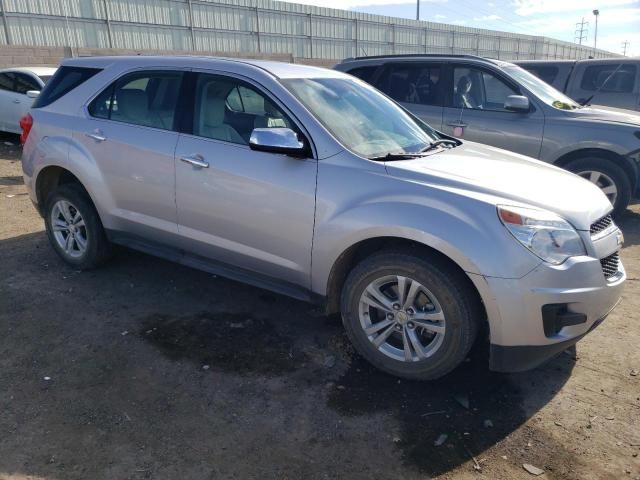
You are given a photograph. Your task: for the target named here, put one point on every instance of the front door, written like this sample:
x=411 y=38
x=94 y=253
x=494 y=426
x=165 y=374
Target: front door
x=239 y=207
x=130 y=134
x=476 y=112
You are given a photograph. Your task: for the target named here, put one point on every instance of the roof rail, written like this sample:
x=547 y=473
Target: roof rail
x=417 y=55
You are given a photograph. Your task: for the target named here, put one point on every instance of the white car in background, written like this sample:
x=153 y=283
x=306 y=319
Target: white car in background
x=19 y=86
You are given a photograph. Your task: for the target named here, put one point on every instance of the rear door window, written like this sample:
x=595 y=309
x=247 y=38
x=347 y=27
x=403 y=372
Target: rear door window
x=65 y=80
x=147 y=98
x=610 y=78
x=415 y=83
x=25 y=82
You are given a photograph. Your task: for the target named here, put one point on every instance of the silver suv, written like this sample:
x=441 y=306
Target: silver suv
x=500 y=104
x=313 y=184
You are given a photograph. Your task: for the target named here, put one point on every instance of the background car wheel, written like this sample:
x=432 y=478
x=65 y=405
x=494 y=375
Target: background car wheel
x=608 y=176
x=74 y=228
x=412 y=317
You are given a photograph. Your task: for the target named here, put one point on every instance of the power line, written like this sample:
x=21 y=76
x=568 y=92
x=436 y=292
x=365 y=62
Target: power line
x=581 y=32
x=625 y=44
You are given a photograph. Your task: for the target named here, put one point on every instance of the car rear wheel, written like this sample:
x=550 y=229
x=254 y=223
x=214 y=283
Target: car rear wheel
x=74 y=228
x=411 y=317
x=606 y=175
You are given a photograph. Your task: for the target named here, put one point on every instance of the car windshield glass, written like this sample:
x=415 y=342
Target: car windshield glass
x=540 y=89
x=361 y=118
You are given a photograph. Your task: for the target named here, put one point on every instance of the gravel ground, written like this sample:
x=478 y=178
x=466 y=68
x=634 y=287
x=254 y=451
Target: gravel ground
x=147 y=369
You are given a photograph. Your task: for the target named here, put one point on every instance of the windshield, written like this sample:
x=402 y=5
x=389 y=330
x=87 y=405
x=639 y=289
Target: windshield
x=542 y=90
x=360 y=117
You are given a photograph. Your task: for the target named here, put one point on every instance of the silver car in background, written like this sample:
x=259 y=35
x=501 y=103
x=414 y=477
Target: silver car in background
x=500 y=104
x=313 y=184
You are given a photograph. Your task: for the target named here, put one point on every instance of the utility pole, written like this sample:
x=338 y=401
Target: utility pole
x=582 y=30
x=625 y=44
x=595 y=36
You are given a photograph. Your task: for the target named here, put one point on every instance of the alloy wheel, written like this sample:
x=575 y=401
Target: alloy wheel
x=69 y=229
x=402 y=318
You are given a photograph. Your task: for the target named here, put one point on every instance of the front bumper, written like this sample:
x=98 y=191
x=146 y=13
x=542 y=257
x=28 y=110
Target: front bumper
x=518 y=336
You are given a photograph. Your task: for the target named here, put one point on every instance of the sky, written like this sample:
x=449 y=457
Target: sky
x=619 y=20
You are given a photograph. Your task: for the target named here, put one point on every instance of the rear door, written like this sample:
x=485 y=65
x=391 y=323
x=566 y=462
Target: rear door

========

*Goal of the exercise:*
Omit the pictures, and quote the material above exactly as given.

*Finished exercise:*
You are given a photograph. Your task: for the target named here, put one point on every instance of the front door, written like this sample:
x=411 y=38
x=94 y=253
x=494 y=426
x=165 y=374
Target: front door
x=239 y=207
x=130 y=134
x=476 y=112
You are given a photograph. Your task: for the target named here, put one point on every instance of the roof rail, written like this sample:
x=547 y=473
Target: roof rail
x=417 y=55
You are given a photograph. Your task: for the target named here, put one point on every instance of the white car in background, written like this sample:
x=153 y=283
x=306 y=319
Target: white car in background
x=19 y=86
You are given a photograph. Your task: for the target named here, put one point on every instance of the rear door window, written like this sample:
x=595 y=309
x=247 y=38
x=347 y=27
x=403 y=372
Target: rear door window
x=65 y=80
x=147 y=98
x=610 y=78
x=415 y=83
x=25 y=82
You are given a photograph. Your task: for the target named here, put one point on every instance of the silver suv, written like this sample:
x=441 y=306
Target: silver suv
x=500 y=104
x=313 y=184
You are given a photograph. Your task: for the target named here, put one point on every instance of the background car wheel, written like this sample:
x=432 y=478
x=65 y=405
x=494 y=375
Target: background car wheel
x=608 y=176
x=74 y=228
x=412 y=317
You are given a photograph. Your task: for the target named here, put one point on every instance of the power line, written like this sample:
x=21 y=76
x=568 y=92
x=436 y=292
x=365 y=62
Target: power line
x=581 y=32
x=625 y=44
You are given a photograph. Your task: for the target named here, put one point on every instance of the car rear wheel, written like this sample:
x=550 y=229
x=254 y=223
x=214 y=283
Target: car rear wheel
x=74 y=228
x=411 y=317
x=606 y=175
You are given a photograph. Your task: for the target named here, put one point on every instance of the car windshield glass, written like this sample:
x=415 y=342
Target: car windshield glass
x=540 y=89
x=361 y=118
You are given a photograph. Your task: for the target named here, put one point on every instance of the gravel ground, written like this sample:
x=478 y=178
x=466 y=68
x=634 y=287
x=254 y=451
Target: gravel ground
x=147 y=369
You are given a photograph. Your task: for the target named here, put one point on every instance of the windshield, written like this sample:
x=402 y=5
x=389 y=330
x=87 y=405
x=639 y=289
Target: windshield
x=542 y=90
x=360 y=117
You are given a photograph. Your task: for the target named here, put one point on every instance of the silver car in background, written like this sample:
x=259 y=35
x=501 y=103
x=414 y=477
Target: silver car in background
x=500 y=104
x=313 y=184
You are given a photograph. Your task: for the target named here, put one point on every instance of the utility pole, written like this sample:
x=338 y=401
Target: utility pole
x=582 y=30
x=625 y=44
x=595 y=36
You are given a photograph. Your task: for the target named here, put one point on every instance of the alloy wheel, written like this sample:
x=575 y=401
Target: alloy wheel
x=69 y=229
x=402 y=318
You are given a photograph. Your task: for the target named here, put one point on every instance of the front bumper, written like this sample:
x=98 y=191
x=146 y=13
x=542 y=257
x=28 y=110
Target: front bumper
x=518 y=336
You are given a photograph. Your task: for the target named here, put one point on every instance of the sky, written like this sample:
x=449 y=457
Target: sky
x=619 y=20
You are given a photograph. Your task: for the target named here, put one point on every instance of the rear door, written like this sample:
x=485 y=65
x=391 y=323
x=566 y=462
Target: rear door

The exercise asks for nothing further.